*** TASK INPUTS ***
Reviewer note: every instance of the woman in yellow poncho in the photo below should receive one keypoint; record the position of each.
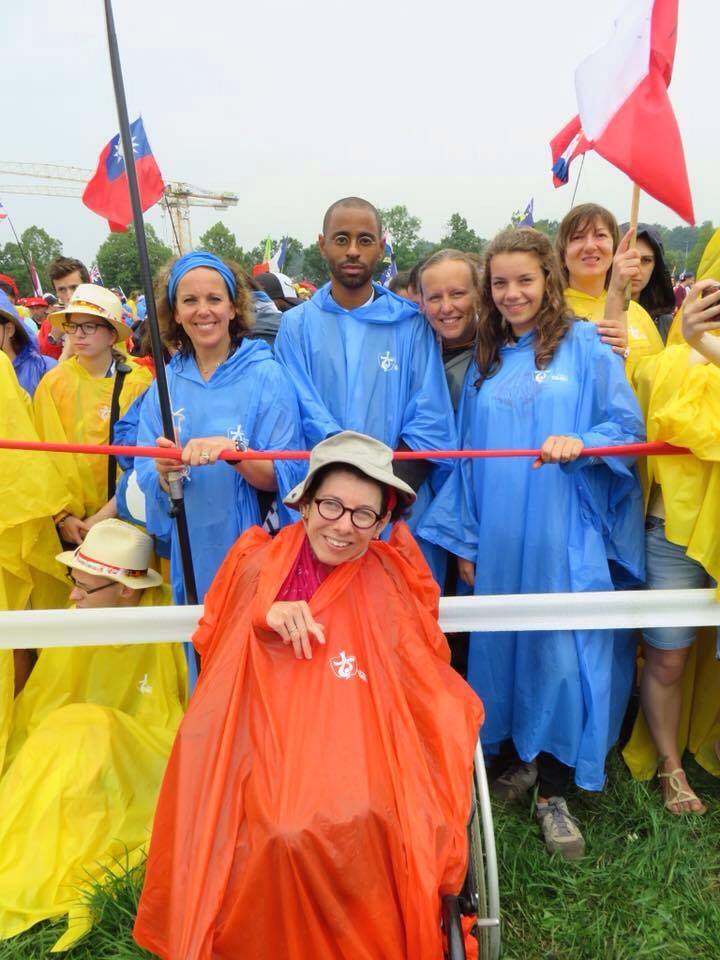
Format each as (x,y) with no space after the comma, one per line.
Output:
(31,492)
(682,391)
(587,242)
(74,403)
(91,734)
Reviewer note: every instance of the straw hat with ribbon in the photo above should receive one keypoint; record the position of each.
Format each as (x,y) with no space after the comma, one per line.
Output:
(94,301)
(116,550)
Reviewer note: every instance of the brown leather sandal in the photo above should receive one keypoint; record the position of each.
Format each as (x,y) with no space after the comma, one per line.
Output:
(680,794)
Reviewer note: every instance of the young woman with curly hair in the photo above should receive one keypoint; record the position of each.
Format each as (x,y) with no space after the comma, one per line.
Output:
(598,264)
(541,379)
(227,393)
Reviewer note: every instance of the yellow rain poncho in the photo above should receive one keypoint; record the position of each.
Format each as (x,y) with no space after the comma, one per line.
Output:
(709,269)
(73,407)
(92,731)
(683,407)
(31,492)
(643,336)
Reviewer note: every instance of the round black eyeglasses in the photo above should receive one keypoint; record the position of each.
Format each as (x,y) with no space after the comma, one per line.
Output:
(362,517)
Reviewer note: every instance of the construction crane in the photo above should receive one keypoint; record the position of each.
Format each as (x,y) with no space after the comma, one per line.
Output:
(178,199)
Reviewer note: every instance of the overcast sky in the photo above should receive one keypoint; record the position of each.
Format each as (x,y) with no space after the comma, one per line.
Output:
(444,106)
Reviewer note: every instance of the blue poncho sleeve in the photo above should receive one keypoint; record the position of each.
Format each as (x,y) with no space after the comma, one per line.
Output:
(157,503)
(450,521)
(279,428)
(429,419)
(610,490)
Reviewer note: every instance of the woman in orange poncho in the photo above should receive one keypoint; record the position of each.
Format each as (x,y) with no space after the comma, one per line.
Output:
(315,805)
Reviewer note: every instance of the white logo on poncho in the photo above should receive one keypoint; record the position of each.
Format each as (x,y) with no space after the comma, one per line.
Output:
(345,667)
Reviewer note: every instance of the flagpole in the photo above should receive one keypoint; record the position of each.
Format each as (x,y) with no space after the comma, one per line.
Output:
(634,215)
(176,486)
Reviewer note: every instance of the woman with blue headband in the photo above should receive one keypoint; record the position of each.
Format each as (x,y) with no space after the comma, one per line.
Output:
(227,393)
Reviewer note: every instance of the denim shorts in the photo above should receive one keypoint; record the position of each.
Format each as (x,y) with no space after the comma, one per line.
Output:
(670,568)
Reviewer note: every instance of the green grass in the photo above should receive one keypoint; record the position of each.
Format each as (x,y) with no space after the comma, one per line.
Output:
(649,886)
(113,905)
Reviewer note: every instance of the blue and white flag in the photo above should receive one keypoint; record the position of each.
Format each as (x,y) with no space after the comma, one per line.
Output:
(277,261)
(389,259)
(527,219)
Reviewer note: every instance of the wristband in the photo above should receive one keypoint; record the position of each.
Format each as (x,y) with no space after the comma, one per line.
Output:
(241,446)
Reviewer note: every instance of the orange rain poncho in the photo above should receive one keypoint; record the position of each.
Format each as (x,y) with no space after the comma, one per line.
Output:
(317,808)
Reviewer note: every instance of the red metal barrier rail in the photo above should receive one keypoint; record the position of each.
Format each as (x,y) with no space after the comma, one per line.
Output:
(655,449)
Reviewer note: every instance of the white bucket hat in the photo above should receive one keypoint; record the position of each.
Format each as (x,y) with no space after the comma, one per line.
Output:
(116,550)
(92,300)
(357,450)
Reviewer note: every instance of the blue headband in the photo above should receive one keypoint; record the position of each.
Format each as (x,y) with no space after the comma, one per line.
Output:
(200,258)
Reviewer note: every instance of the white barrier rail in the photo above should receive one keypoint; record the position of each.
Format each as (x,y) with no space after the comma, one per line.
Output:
(35,629)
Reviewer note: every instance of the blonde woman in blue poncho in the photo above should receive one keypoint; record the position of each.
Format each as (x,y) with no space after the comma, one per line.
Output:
(554,699)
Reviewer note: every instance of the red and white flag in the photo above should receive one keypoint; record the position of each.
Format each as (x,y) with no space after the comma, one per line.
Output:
(624,111)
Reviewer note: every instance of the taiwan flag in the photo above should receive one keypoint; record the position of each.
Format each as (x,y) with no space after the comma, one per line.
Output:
(108,193)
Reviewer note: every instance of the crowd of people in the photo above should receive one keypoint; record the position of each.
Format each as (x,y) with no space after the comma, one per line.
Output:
(557,346)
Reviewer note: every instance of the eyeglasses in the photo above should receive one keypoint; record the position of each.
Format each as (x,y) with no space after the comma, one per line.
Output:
(86,328)
(362,517)
(79,586)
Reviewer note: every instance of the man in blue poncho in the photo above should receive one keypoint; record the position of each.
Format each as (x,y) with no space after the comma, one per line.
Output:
(364,359)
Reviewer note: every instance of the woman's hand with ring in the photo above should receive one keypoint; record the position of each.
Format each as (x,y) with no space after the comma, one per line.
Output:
(295,624)
(203,450)
(559,450)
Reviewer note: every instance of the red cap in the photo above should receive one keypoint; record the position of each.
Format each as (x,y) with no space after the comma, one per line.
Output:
(4,278)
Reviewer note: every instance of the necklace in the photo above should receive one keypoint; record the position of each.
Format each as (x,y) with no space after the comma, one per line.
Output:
(207,370)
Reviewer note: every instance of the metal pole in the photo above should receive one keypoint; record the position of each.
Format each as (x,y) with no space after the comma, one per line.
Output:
(176,489)
(22,249)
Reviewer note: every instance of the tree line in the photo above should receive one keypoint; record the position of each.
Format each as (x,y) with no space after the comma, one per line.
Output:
(117,261)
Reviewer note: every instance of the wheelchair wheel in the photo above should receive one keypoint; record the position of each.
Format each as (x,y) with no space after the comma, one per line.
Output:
(452,927)
(482,875)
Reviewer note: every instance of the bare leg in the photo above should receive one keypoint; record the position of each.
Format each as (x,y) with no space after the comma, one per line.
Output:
(661,698)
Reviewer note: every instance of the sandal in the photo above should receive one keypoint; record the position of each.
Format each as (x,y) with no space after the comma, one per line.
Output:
(680,794)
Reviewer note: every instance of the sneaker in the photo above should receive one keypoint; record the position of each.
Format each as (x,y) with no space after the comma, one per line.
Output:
(560,830)
(515,782)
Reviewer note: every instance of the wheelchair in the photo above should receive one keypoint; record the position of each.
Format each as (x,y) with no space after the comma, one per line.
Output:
(479,897)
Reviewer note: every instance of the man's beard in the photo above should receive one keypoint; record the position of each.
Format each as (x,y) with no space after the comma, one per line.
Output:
(351,282)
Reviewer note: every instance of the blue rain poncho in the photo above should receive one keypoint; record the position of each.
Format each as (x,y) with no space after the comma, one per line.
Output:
(376,369)
(248,398)
(555,529)
(31,366)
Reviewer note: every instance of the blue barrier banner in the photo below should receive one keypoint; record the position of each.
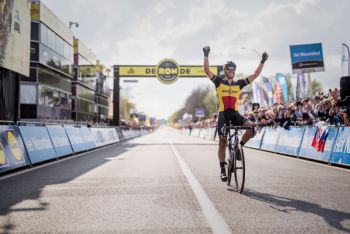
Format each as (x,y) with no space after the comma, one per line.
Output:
(104,136)
(88,137)
(76,139)
(307,151)
(38,143)
(195,132)
(12,151)
(59,140)
(289,141)
(341,148)
(255,142)
(270,139)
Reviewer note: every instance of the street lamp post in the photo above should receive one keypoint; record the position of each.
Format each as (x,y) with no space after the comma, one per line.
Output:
(347,48)
(71,23)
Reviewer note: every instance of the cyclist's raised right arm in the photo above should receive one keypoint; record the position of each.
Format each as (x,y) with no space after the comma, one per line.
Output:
(207,71)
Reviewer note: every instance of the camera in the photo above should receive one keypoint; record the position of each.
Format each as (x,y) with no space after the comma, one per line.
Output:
(345,102)
(255,106)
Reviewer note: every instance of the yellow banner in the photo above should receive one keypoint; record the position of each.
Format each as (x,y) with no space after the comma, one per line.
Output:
(151,71)
(137,71)
(196,71)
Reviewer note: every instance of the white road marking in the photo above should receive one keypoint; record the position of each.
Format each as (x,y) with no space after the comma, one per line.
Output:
(214,218)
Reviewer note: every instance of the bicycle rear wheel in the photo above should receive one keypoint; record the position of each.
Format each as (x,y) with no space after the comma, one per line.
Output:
(230,166)
(239,169)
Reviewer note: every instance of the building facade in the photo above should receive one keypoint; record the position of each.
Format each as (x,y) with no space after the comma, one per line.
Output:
(46,93)
(14,54)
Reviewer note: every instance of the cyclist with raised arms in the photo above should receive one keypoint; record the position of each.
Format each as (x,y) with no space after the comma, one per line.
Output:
(228,92)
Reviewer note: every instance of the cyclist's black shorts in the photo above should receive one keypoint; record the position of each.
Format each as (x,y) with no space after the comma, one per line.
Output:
(229,115)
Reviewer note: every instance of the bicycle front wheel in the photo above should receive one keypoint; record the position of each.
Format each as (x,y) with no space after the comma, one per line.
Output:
(239,169)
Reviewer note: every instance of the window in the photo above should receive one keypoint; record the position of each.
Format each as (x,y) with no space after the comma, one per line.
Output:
(59,46)
(43,34)
(51,39)
(28,94)
(42,90)
(34,31)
***
▸ **WORK TASK**:
Copy the lines of the entries above that mention "orange".

▸ **PROBLEM SOLUTION**:
Reviewer note: every instance of the woman in orange poncho in the photo above should receive one keypoint; record the position of each.
Reviewer note: every instance of the orange rain poncho in the photo above should receive one keypoint; record the position of each.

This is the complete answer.